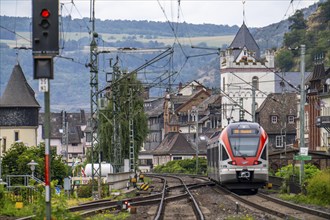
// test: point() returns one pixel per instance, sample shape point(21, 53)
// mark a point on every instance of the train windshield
point(244, 146)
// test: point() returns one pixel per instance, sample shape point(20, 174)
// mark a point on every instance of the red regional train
point(238, 156)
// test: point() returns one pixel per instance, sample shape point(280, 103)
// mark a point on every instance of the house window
point(16, 136)
point(279, 141)
point(291, 119)
point(255, 82)
point(274, 119)
point(177, 158)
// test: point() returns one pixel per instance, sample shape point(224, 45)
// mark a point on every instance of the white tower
point(241, 64)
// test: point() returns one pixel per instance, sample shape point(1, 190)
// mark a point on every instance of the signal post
point(45, 38)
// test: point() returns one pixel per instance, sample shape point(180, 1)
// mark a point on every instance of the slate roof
point(284, 105)
point(174, 143)
point(18, 92)
point(243, 39)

> [Your task] All of the data needs repeating exactly, but the pictures do not.

> [Response for this exercise]
// test: point() returns one pixel per instance, sample shape point(21, 53)
// mark a point on every instance of the train windshield
point(244, 146)
// test: point() returns one pixel per instance, sample shape point(20, 174)
// mark a point on every instance of the red regional train
point(238, 156)
// test: point() returns one pixel per instance, sample shape point(280, 103)
// mark a point on every instance of the house window
point(16, 136)
point(279, 141)
point(291, 119)
point(255, 82)
point(274, 119)
point(177, 158)
// test: point() returns one pixel per instance, sample shape point(224, 45)
// mark a point on every instance of the white tower
point(241, 64)
// test: point() returns one pixel per instance, sample shape point(1, 190)
// mark a point on every instance of the signal post
point(45, 38)
// test: point() returns one pixel per instance, sample shape point(180, 1)
// mark a point on every instance of the slate roof
point(284, 105)
point(174, 143)
point(18, 92)
point(243, 39)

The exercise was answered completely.